___ Selected extract

# boys :(



## orchdorch925 (Aug 26, 2010)

arOk, so earlier this month, I met a guy at my college dance. We exchanged phone numbers and added each other on Facebook. We hung out twice and have texted each other a few times. I'm thinking of inviting him to go to the movies with my friends and I this Friday, but I feel it's too forward. I also don't have any clue whether or not he likes me or thinks I'm just a friend. I wish I could just have no anxiety and talk to him with confidence, but, sadly, I don't. I am just so frustrated because I've never been in this situation before because I date friends and friends of friends. This is totally new to me... :afr


----------



## markx (Dec 22, 2007)

Too forward...? Hmm, what century is this?  If you've hung out and texted him already, I'd say it's not too forward at all. The "with my friends" part might confuse him, but give it a try - what's the worst that can happen?

(Easy for me to say, I know)


----------



## alex999 (Oct 21, 2008)

Speaking from the perspective of most guys, I would be flattered if a girl asked me out. He's hung out with you twice so he must enjoy your company. He may be afraid to ask you out as well. The ONLY way you can find out is just to ask him. Again speaking for most guys, I'd almost guarantee he'd say yes.

______

● The tasks
1) In the forum thread, where did the first poster meet the guy?
2) Carry on the forum thread about asking a guy to the movies, picking up right after its last post.

___ Recorded information

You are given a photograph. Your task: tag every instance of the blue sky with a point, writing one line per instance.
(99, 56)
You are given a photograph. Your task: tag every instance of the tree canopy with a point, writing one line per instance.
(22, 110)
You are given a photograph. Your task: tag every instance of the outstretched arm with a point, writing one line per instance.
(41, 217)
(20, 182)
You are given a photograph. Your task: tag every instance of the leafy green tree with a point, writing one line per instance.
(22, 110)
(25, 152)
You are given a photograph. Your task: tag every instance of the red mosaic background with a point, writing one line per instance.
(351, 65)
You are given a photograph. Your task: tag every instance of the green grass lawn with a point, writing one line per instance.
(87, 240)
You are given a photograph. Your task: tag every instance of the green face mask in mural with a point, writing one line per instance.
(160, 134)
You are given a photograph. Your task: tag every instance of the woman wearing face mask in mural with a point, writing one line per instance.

______
___ Recorded information

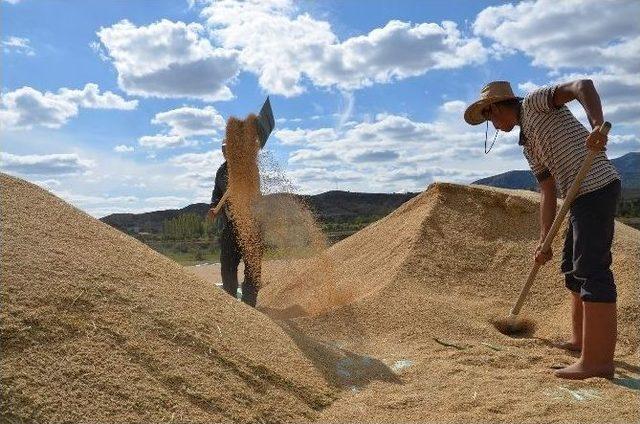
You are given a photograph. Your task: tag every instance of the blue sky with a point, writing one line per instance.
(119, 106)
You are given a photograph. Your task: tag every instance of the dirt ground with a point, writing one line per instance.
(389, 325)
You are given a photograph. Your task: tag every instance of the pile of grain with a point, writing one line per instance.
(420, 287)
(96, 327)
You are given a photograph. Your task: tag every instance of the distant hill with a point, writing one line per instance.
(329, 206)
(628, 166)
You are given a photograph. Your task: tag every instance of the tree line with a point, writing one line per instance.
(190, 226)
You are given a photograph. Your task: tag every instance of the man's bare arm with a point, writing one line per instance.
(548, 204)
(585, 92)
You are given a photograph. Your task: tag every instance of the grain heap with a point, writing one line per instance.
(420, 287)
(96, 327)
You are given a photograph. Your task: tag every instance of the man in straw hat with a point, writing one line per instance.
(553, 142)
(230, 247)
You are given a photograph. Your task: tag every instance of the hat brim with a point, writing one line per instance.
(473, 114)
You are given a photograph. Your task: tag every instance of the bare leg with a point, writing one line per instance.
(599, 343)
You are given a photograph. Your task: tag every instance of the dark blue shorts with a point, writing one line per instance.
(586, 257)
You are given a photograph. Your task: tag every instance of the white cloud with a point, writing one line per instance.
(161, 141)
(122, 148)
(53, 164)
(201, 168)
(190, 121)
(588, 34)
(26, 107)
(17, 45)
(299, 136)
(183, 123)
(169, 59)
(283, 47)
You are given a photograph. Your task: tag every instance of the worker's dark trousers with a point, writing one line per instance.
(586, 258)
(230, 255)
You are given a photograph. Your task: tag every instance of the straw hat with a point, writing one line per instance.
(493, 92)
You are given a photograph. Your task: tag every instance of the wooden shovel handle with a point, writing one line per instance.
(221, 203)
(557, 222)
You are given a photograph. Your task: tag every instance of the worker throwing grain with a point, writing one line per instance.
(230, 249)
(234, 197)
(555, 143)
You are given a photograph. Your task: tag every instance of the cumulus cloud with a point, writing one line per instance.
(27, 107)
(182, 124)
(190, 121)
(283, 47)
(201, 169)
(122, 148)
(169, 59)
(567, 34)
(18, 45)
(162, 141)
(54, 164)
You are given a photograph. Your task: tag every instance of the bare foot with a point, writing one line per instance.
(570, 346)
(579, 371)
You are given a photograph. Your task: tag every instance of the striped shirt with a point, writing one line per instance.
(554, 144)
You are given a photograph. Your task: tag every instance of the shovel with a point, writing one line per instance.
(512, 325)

______
___ Recorded information

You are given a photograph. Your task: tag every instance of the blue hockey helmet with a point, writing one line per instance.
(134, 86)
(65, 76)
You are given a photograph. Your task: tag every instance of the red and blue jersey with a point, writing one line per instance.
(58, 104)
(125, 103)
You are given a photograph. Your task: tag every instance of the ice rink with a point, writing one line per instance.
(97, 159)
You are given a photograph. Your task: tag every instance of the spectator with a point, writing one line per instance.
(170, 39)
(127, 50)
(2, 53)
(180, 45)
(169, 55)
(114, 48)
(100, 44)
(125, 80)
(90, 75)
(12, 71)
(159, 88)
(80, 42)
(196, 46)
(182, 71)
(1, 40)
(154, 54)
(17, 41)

______

● Responses by task
1) At a college dance.

2)
----------



## au Lait (Sep 8, 2010)

Ask him to go with you. :yes The fact that it's a group thing could be a good way to get to know him better in a low pressure situation. If all goes well, then ask him to go out with you solo next time.


----------



## Chris2012 (Sep 5, 2010)

alex999 said:


> Speaking from the perspective of most guys, I would be flattered if a girl asked me out. He's hung out with you twice so he must enjoy your company. He may be afraid to ask you out as well. The ONLY way you can find out is just to ask him. Again speaking for most guys, I'd almost guarantee he'd say yes.


No no... most guys wouldn't be flattered. If we don't like you, we will run like hell.

But if he does like you... that's a whole new story.


----------



## Lonely Hobbit (Aug 31, 2009)

He should be asking you out, not the other way around.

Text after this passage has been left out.